• WORK REQUEST:
Copy every entry exactly.

• INFORMATION GIVEN:
——

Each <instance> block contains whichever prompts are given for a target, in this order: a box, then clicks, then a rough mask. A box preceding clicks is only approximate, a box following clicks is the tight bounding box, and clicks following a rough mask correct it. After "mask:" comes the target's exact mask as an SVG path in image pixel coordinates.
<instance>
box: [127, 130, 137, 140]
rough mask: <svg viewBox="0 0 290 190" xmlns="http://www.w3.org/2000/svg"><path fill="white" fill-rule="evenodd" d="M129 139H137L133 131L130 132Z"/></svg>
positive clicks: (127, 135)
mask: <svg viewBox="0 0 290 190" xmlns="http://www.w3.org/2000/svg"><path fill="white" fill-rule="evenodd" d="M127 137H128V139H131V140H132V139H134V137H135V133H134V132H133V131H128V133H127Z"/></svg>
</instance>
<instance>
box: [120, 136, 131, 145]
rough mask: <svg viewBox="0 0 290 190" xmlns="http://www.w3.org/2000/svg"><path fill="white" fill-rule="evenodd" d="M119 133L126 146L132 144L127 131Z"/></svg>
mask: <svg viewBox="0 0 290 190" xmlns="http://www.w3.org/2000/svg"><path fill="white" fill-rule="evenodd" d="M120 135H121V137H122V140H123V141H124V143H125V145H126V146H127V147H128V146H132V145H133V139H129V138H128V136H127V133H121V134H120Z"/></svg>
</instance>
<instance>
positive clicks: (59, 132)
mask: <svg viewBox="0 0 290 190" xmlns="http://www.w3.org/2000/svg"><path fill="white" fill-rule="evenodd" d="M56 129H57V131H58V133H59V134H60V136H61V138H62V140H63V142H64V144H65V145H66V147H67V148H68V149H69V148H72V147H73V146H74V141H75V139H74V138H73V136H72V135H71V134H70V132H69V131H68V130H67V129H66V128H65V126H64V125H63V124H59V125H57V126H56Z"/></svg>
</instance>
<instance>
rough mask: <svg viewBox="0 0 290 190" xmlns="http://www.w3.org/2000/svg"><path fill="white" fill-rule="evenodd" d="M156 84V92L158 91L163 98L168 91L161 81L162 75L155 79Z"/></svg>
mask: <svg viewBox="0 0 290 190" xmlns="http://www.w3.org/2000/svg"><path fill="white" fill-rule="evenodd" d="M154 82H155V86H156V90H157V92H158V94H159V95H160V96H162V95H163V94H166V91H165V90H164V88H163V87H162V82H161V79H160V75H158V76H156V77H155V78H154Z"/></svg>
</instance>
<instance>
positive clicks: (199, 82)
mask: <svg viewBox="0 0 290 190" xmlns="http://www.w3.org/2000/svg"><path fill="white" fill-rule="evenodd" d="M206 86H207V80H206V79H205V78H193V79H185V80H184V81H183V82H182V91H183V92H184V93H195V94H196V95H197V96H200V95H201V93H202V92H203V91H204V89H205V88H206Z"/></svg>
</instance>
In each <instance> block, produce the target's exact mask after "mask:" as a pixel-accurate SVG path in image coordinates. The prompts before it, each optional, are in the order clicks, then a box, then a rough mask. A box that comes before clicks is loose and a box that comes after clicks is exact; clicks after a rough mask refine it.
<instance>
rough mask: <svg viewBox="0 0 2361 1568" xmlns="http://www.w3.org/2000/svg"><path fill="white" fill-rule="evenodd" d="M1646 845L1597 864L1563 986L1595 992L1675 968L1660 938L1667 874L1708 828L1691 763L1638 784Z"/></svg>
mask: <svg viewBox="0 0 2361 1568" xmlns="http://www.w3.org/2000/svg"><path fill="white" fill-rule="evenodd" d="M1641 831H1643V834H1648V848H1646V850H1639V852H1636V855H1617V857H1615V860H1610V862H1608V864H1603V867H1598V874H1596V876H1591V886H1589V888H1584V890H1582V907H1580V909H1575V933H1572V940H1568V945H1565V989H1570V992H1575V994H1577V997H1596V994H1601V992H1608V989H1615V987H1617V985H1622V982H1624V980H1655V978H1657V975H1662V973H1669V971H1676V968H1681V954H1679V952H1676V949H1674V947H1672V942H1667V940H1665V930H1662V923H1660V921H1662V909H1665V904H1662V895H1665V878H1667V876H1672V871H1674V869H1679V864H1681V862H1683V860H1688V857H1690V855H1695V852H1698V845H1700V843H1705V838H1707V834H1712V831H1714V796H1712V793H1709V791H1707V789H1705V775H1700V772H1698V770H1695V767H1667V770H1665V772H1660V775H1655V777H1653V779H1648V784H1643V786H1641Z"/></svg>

——

• RESPONSE BELOW:
Each <instance> block contains whichever prompts are given for a target, in this order: a box, then clicks, then a rough mask. A box preceding clicks is only approximate, a box following clicks is the tight bounding box, and clicks following a rough mask correct it. After "mask:" comes the target's exact mask as an SVG path in image pixel coordinates.
<instance>
box: [127, 130, 137, 140]
rough mask: <svg viewBox="0 0 290 190" xmlns="http://www.w3.org/2000/svg"><path fill="white" fill-rule="evenodd" d="M129 139H137L133 131L130 132Z"/></svg>
positive clicks: (127, 135)
mask: <svg viewBox="0 0 290 190" xmlns="http://www.w3.org/2000/svg"><path fill="white" fill-rule="evenodd" d="M127 137H128V139H131V140H132V139H134V137H135V133H134V132H133V131H128V133H127Z"/></svg>
</instance>
<instance>
box: [120, 136, 131, 145]
rough mask: <svg viewBox="0 0 290 190" xmlns="http://www.w3.org/2000/svg"><path fill="white" fill-rule="evenodd" d="M119 133L126 146L132 144L127 131Z"/></svg>
mask: <svg viewBox="0 0 290 190" xmlns="http://www.w3.org/2000/svg"><path fill="white" fill-rule="evenodd" d="M120 135H121V137H122V140H123V141H124V143H125V145H126V146H127V147H128V146H132V145H133V139H129V138H128V136H127V133H121V134H120Z"/></svg>
</instance>
<instance>
positive clicks: (59, 132)
mask: <svg viewBox="0 0 290 190" xmlns="http://www.w3.org/2000/svg"><path fill="white" fill-rule="evenodd" d="M56 129H57V131H58V133H59V134H60V136H61V138H62V140H63V142H64V144H65V145H66V147H67V148H68V149H69V148H72V147H73V146H74V141H75V139H74V138H73V136H72V135H71V134H70V132H69V131H68V130H67V129H66V128H65V126H64V125H63V124H59V125H57V126H56Z"/></svg>
</instance>
<instance>
rough mask: <svg viewBox="0 0 290 190" xmlns="http://www.w3.org/2000/svg"><path fill="white" fill-rule="evenodd" d="M156 84V92L158 91L163 98L168 91L161 81L162 75L155 79Z"/></svg>
mask: <svg viewBox="0 0 290 190" xmlns="http://www.w3.org/2000/svg"><path fill="white" fill-rule="evenodd" d="M154 82H155V86H156V90H157V92H158V94H159V95H160V96H162V95H163V94H166V91H165V90H164V88H163V87H162V82H161V79H160V75H158V76H156V77H155V78H154Z"/></svg>
</instance>
<instance>
positive clicks: (199, 82)
mask: <svg viewBox="0 0 290 190" xmlns="http://www.w3.org/2000/svg"><path fill="white" fill-rule="evenodd" d="M206 86H207V80H206V79H205V78H193V79H185V80H184V81H183V82H182V91H183V92H184V93H195V94H196V95H197V96H200V95H201V93H202V92H203V91H204V89H205V88H206Z"/></svg>
</instance>
In each <instance> block, produce the target's exact mask after "mask:" as a pixel-accurate SVG path in image coordinates. The prompts before it, each optional, are in the order clicks, then a box, then a rough mask. A box that comes before clicks is loose and a box that comes after clicks is exact; clicks after a rough mask refine it.
<instance>
rough mask: <svg viewBox="0 0 2361 1568" xmlns="http://www.w3.org/2000/svg"><path fill="white" fill-rule="evenodd" d="M1646 845L1597 864L1563 986L1595 992L1675 968L1660 938L1667 874L1708 828L1691 763L1638 784Z"/></svg>
mask: <svg viewBox="0 0 2361 1568" xmlns="http://www.w3.org/2000/svg"><path fill="white" fill-rule="evenodd" d="M1641 831H1643V834H1648V848H1646V850H1639V852H1636V855H1617V857H1615V860H1610V862H1608V864H1603V867H1598V874H1596V876H1591V886H1589V888H1584V890H1582V907H1580V909H1575V933H1572V940H1568V945H1565V989H1570V992H1575V994H1577V997H1596V994H1601V992H1608V989H1615V987H1617V985H1622V982H1624V980H1655V978H1657V975H1662V973H1669V971H1676V968H1681V954H1679V952H1676V949H1674V947H1672V942H1667V940H1665V930H1662V923H1660V921H1662V909H1665V904H1662V895H1665V878H1667V876H1672V871H1674V869H1679V864H1681V862H1683V860H1688V857H1690V855H1695V852H1698V845H1700V843H1705V838H1707V834H1712V831H1714V796H1712V793H1709V791H1707V789H1705V775H1700V772H1698V770H1695V767H1667V770H1665V772H1660V775H1655V777H1653V779H1648V784H1643V786H1641Z"/></svg>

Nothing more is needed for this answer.